Like people, ants have long fought with each other and with other species over food and territory. But ants have been going at it for a lot longer than us—at least 99 million years.
“That’s a trait of ants,” says Phillip Barden, a fossil insect expert who works in the lab of Jessica Ware, assistant professor of biological sciences at Rutgers University. “Many ant species do that all the time. They’re always warring with either other individuals of the same species from different colonies or with different species.”
Fighting ants trapped in ancient Burmese amber from Myanmar suggest the ant wars began in the Cretaceous period, when dinosaurs still thrived.
“These early ants belong to lineages distinct from modern ants,” Barden says. “That is, they aren’t necessarily the direct ancestors of modern ants. They’re kind of their own branch doing their own thing.”
A new study, published in the journal Current Biology, provides strong evidence that ancient ants—like modern ones—were social, Barden says.
[Mesing with histone makes ants forage and scout]
“We have one piece of amber with as many as 21 worker ants trapped, and that’s significant because at this time period, ants are very rare to find in fossils. They make up less than 1 percent of all insects in amber. So to find 20 in one piece is highly suggestive of social behavior.”
Today, scientists have described 13,000 species of living ants and some researchers believe at least twice as many exist. Some may be related to ones that lived 99 million years ago.
Ants’ social behavior may be one reason why they’ve done so well over the years, Barden says. Instead of competing as one individual, they compete, in some cases, as tens of thousands, if not millions, and most aren’t reproducing. Instead, most work for a colony—a beneficial trait.
Some of these ancient ants also had a weapon modern ones don’t: mammoth, tusk-like jaws that were probably used to impale prey. Despite the social behavior and the fearsome jaws, the “hell ants” are extinct and no one knows why.
“It seems like they probably went extinct sometime in the 10 million years or so before or after dinosaurs went out,” Barden says. “It could have been climate. We also think it’s possible that the modern lineages actually out-competed these early ants.”

DATA:
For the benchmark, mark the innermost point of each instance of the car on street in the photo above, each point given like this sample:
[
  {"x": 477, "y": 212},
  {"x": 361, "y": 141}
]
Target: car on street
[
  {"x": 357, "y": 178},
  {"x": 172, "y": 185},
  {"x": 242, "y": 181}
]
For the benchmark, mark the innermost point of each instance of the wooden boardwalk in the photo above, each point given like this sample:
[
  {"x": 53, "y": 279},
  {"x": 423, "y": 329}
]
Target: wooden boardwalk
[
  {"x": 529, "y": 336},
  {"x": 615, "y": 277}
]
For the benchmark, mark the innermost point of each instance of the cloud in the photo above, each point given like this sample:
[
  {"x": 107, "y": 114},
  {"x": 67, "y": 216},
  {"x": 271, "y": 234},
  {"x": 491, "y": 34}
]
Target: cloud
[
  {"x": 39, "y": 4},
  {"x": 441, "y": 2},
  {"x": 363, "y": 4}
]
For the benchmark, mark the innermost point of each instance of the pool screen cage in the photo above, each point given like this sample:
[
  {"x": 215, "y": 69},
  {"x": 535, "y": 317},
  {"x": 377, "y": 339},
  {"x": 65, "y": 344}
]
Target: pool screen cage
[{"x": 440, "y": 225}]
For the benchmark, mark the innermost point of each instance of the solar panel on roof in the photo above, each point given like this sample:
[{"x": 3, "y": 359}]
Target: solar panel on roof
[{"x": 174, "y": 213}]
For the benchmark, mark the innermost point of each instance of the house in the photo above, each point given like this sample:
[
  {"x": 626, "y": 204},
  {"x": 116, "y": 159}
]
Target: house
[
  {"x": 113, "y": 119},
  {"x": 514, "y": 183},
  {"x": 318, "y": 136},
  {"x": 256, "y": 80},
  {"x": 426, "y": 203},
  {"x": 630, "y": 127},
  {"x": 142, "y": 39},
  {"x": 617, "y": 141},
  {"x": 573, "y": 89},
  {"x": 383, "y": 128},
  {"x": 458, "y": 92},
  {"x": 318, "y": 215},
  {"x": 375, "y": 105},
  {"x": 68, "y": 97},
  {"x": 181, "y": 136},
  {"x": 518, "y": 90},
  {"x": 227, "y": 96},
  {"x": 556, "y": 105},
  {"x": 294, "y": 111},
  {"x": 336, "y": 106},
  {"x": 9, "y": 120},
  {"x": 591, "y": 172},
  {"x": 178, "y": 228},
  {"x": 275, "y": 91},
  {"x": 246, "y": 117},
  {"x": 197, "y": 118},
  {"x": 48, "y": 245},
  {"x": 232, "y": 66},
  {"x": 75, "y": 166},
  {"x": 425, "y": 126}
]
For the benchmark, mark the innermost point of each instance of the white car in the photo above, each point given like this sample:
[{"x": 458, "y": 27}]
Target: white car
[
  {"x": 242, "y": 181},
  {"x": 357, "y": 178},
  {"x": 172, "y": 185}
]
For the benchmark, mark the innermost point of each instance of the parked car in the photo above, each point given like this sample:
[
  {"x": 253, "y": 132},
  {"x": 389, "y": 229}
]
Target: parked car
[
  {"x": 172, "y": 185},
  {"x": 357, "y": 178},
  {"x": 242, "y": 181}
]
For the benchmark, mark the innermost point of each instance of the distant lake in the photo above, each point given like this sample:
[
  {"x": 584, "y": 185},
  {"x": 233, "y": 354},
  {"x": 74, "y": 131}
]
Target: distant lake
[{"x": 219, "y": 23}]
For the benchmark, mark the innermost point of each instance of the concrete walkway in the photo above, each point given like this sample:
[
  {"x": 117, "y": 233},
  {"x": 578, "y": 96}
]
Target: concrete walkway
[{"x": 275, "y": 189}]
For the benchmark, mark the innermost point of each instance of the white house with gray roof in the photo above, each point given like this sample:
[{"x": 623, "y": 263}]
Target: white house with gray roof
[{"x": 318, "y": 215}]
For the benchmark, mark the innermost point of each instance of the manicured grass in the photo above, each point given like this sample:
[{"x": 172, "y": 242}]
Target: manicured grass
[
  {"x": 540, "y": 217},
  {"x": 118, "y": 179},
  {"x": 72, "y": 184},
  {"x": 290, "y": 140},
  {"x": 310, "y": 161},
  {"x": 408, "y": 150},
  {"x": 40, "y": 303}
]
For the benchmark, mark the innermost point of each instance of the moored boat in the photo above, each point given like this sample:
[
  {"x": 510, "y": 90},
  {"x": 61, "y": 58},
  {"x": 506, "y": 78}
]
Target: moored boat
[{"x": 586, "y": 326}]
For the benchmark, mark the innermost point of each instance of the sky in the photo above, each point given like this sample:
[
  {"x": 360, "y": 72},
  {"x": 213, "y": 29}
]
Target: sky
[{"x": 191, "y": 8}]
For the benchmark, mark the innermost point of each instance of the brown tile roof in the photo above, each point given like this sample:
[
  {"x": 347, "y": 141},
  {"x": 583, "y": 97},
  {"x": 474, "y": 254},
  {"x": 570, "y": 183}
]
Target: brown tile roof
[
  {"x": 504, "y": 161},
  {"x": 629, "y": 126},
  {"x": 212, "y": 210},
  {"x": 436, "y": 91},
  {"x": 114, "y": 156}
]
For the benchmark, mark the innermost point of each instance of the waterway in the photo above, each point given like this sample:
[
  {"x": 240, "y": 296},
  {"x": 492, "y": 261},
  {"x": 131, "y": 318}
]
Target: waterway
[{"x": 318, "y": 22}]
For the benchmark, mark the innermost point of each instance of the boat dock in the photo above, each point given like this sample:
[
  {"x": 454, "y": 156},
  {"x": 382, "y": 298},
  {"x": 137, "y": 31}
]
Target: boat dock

PROBLEM REQUIREMENTS:
Can you write out everything in the article on ancient warring ants from "Some of these" down to "one knows why."?

TASK OUTPUT:
Some of these ancient ants also had a weapon modern ones don’t: mammoth, tusk-like jaws that were probably used to impale prey. Despite the social behavior and the fearsome jaws, the “hell ants” are extinct and no one knows why.